## Task objective
Reproduce verbatim everything in the listing below, from its first line down to and including the line containing "<point>77,80</point>". Omit the pictures from the output.

(Records in a dataset)
_ _ _ _ _ _ _

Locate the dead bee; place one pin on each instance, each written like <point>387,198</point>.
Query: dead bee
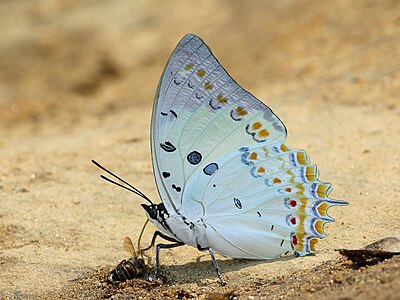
<point>128,269</point>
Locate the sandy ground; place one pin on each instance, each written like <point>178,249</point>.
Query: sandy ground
<point>77,80</point>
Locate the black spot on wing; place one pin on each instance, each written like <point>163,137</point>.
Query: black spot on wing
<point>194,157</point>
<point>174,113</point>
<point>167,146</point>
<point>176,188</point>
<point>210,169</point>
<point>237,202</point>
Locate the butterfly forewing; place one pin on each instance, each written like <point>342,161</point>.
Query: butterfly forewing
<point>219,155</point>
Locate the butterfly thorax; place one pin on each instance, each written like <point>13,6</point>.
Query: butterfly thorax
<point>191,233</point>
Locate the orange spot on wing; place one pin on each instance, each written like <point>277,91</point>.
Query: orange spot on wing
<point>201,72</point>
<point>321,191</point>
<point>311,173</point>
<point>319,227</point>
<point>302,158</point>
<point>256,125</point>
<point>263,133</point>
<point>188,67</point>
<point>284,148</point>
<point>265,149</point>
<point>221,99</point>
<point>301,189</point>
<point>253,156</point>
<point>277,180</point>
<point>322,208</point>
<point>312,244</point>
<point>241,111</point>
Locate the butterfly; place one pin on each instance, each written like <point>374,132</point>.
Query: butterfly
<point>227,180</point>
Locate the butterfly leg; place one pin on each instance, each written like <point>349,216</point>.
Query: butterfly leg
<point>162,235</point>
<point>216,266</point>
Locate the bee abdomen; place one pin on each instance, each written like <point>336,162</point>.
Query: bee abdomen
<point>127,269</point>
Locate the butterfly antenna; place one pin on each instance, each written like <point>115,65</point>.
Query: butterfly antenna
<point>140,238</point>
<point>131,188</point>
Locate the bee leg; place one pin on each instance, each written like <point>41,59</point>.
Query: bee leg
<point>164,246</point>
<point>216,266</point>
<point>162,235</point>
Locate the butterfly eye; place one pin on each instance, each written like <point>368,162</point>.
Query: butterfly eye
<point>151,210</point>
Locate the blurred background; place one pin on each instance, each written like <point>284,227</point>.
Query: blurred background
<point>77,82</point>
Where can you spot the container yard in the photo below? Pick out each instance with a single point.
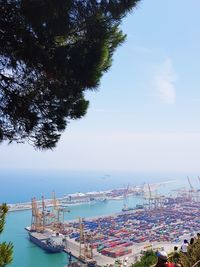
(163, 222)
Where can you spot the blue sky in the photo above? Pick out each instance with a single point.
(146, 114)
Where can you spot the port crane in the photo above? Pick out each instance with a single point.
(155, 201)
(85, 246)
(193, 193)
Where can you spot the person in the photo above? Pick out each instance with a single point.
(176, 256)
(184, 246)
(163, 260)
(192, 241)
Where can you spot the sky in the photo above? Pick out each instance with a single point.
(146, 114)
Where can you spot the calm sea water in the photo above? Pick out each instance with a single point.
(18, 187)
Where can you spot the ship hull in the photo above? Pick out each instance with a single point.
(44, 245)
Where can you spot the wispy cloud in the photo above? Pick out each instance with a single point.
(103, 110)
(164, 82)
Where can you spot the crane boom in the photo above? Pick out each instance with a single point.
(150, 194)
(192, 188)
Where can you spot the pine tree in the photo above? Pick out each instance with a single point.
(6, 249)
(51, 52)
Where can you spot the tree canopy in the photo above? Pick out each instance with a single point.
(51, 52)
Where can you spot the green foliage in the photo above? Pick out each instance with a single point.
(148, 259)
(48, 60)
(6, 249)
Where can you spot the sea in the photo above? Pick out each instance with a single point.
(21, 186)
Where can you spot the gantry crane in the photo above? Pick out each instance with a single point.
(193, 193)
(37, 222)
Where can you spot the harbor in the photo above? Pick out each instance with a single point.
(162, 222)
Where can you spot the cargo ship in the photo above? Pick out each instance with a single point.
(52, 243)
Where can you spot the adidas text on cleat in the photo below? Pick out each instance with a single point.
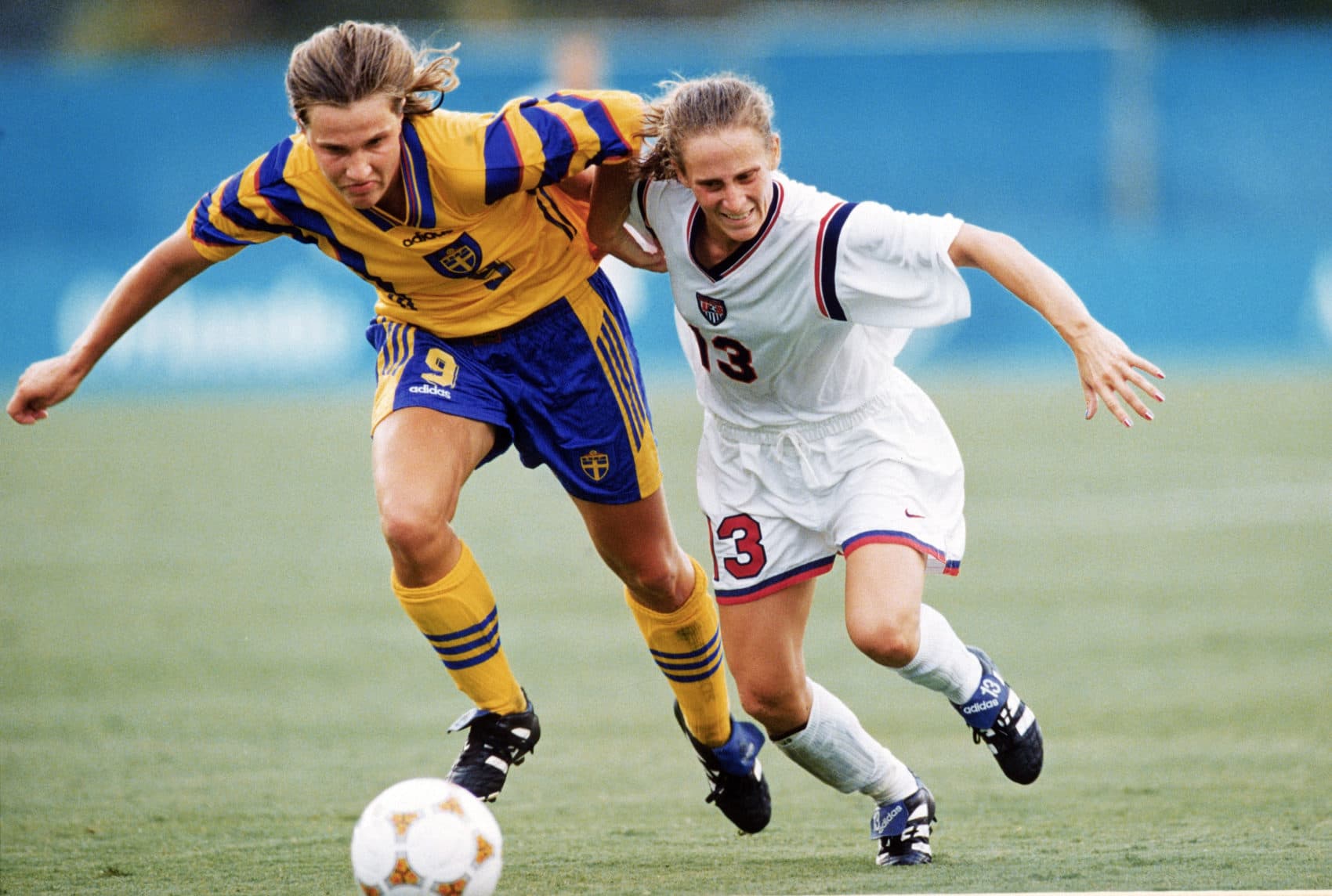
(1004, 723)
(494, 745)
(903, 829)
(733, 770)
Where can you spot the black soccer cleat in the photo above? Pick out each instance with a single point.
(903, 829)
(1006, 724)
(494, 745)
(737, 779)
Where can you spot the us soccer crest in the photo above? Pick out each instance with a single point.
(711, 309)
(595, 465)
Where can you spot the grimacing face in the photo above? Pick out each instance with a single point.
(730, 173)
(357, 146)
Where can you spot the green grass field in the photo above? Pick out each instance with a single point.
(204, 675)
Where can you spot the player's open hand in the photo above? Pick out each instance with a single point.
(1111, 374)
(42, 385)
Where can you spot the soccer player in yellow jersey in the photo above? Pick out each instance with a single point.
(493, 328)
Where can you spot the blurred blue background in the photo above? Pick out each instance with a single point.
(1178, 176)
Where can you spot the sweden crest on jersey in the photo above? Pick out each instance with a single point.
(711, 309)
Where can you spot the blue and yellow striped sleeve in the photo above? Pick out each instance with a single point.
(235, 215)
(536, 143)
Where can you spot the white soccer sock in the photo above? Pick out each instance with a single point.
(835, 749)
(943, 663)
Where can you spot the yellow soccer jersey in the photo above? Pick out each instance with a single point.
(483, 244)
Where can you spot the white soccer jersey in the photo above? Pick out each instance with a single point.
(801, 323)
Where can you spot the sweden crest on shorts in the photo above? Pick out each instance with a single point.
(711, 309)
(595, 465)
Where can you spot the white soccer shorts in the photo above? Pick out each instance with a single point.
(781, 505)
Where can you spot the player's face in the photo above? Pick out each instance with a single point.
(732, 176)
(357, 146)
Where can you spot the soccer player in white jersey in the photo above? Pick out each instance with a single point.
(791, 306)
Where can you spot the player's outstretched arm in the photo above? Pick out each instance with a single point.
(1109, 369)
(156, 276)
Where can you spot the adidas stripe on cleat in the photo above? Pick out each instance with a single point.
(1004, 723)
(738, 787)
(496, 743)
(903, 829)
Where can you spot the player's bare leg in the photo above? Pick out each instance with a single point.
(668, 594)
(422, 458)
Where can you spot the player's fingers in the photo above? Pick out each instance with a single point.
(1090, 399)
(1141, 381)
(1143, 363)
(1109, 397)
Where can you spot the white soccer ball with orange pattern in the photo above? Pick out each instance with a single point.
(426, 836)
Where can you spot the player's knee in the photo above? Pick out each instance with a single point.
(886, 642)
(656, 580)
(412, 529)
(773, 705)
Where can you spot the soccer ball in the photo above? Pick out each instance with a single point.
(426, 835)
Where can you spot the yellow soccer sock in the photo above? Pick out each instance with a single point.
(458, 616)
(688, 647)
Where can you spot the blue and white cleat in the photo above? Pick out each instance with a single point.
(1004, 723)
(738, 787)
(903, 829)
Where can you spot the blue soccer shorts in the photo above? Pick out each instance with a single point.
(563, 385)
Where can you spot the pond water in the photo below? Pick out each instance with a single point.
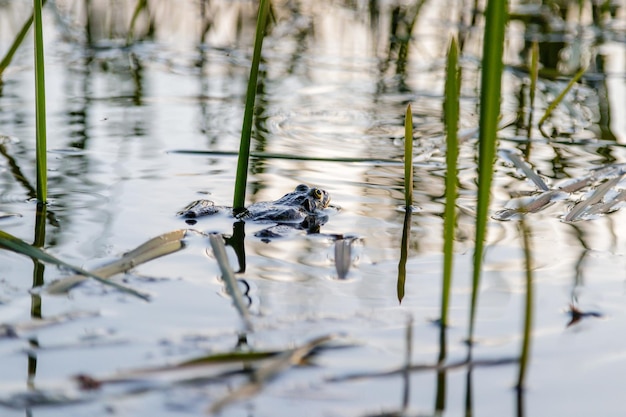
(124, 125)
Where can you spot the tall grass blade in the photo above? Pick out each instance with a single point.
(40, 106)
(404, 253)
(268, 371)
(493, 45)
(408, 158)
(528, 305)
(162, 245)
(246, 130)
(451, 111)
(10, 242)
(219, 250)
(561, 96)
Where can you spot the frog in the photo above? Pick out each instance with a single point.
(302, 208)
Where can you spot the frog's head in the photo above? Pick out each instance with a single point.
(314, 198)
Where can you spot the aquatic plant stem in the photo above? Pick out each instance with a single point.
(141, 4)
(451, 110)
(560, 98)
(40, 106)
(491, 77)
(8, 57)
(528, 306)
(246, 130)
(408, 159)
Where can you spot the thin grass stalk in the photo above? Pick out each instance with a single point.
(534, 75)
(560, 97)
(40, 106)
(246, 130)
(528, 305)
(408, 159)
(451, 111)
(493, 45)
(141, 4)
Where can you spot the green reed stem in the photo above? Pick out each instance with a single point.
(560, 97)
(491, 77)
(528, 306)
(141, 4)
(246, 130)
(408, 158)
(451, 111)
(8, 57)
(40, 106)
(534, 75)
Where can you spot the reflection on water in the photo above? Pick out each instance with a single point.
(335, 80)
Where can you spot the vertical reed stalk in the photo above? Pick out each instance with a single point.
(451, 110)
(408, 159)
(246, 130)
(493, 45)
(40, 106)
(528, 306)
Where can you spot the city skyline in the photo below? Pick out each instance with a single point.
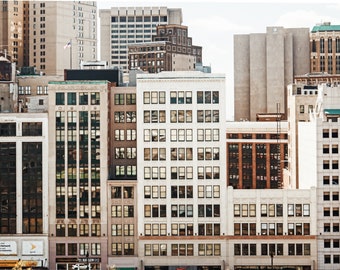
(213, 25)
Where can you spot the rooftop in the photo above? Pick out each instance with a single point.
(325, 27)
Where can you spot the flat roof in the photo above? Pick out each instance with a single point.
(325, 28)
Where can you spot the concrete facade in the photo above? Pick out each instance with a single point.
(123, 26)
(78, 139)
(53, 24)
(264, 64)
(24, 184)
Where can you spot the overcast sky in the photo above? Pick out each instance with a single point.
(212, 24)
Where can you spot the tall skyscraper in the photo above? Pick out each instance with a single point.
(62, 34)
(319, 163)
(122, 26)
(264, 64)
(181, 168)
(171, 49)
(325, 48)
(78, 133)
(24, 207)
(12, 30)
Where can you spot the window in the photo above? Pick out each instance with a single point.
(119, 99)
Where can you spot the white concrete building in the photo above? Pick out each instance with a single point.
(271, 229)
(24, 206)
(181, 169)
(301, 100)
(319, 163)
(122, 26)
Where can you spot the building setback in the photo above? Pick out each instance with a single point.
(170, 50)
(325, 48)
(78, 136)
(24, 183)
(264, 64)
(123, 26)
(256, 154)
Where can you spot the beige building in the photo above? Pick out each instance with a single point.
(325, 48)
(62, 34)
(78, 136)
(33, 92)
(123, 26)
(264, 64)
(12, 30)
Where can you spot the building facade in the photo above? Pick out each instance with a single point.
(264, 64)
(325, 48)
(256, 154)
(12, 30)
(62, 34)
(318, 162)
(181, 169)
(170, 50)
(78, 136)
(123, 26)
(24, 187)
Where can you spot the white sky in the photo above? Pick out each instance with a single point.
(212, 24)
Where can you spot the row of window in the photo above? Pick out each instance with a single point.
(26, 90)
(123, 170)
(123, 249)
(181, 116)
(331, 227)
(122, 192)
(333, 132)
(326, 165)
(78, 230)
(118, 211)
(271, 229)
(125, 117)
(271, 210)
(81, 250)
(182, 250)
(328, 259)
(327, 243)
(182, 210)
(181, 97)
(122, 99)
(125, 135)
(122, 229)
(327, 196)
(276, 249)
(28, 129)
(83, 98)
(328, 211)
(181, 135)
(181, 173)
(327, 180)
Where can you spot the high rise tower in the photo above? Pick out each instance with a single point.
(264, 64)
(122, 26)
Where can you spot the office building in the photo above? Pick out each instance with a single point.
(271, 229)
(123, 26)
(264, 64)
(24, 183)
(325, 48)
(319, 163)
(62, 34)
(181, 169)
(12, 32)
(256, 154)
(170, 50)
(78, 136)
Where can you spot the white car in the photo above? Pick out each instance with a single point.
(81, 266)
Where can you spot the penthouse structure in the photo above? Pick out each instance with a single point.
(264, 64)
(170, 50)
(123, 26)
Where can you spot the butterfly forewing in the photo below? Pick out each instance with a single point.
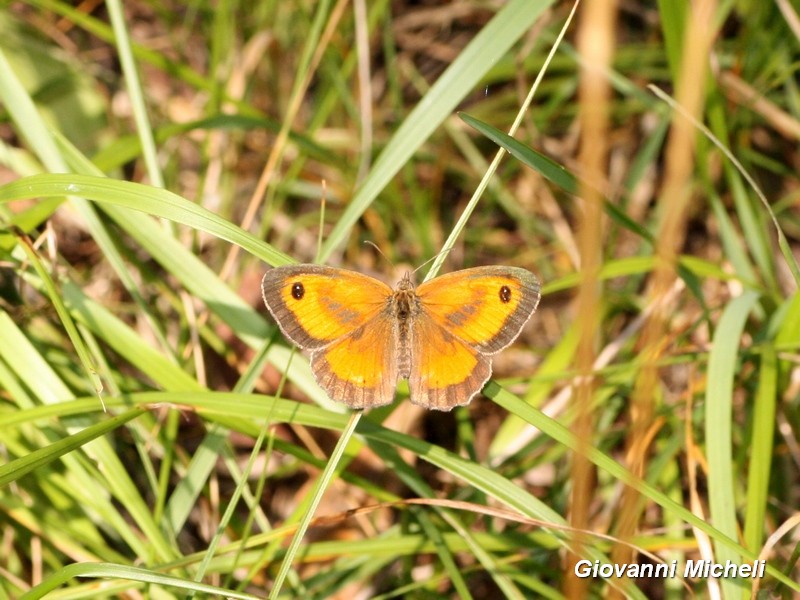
(316, 305)
(485, 307)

_ _ _ _ _ _ _

## Solution for this exercise
Locate the dead bee; place one pin on each instance, each written like <point>387,198</point>.
Query: dead bee
<point>128,269</point>
Locate the sandy ground; place one pin on each instance, each written like <point>178,249</point>.
Query: sandy ground
<point>77,80</point>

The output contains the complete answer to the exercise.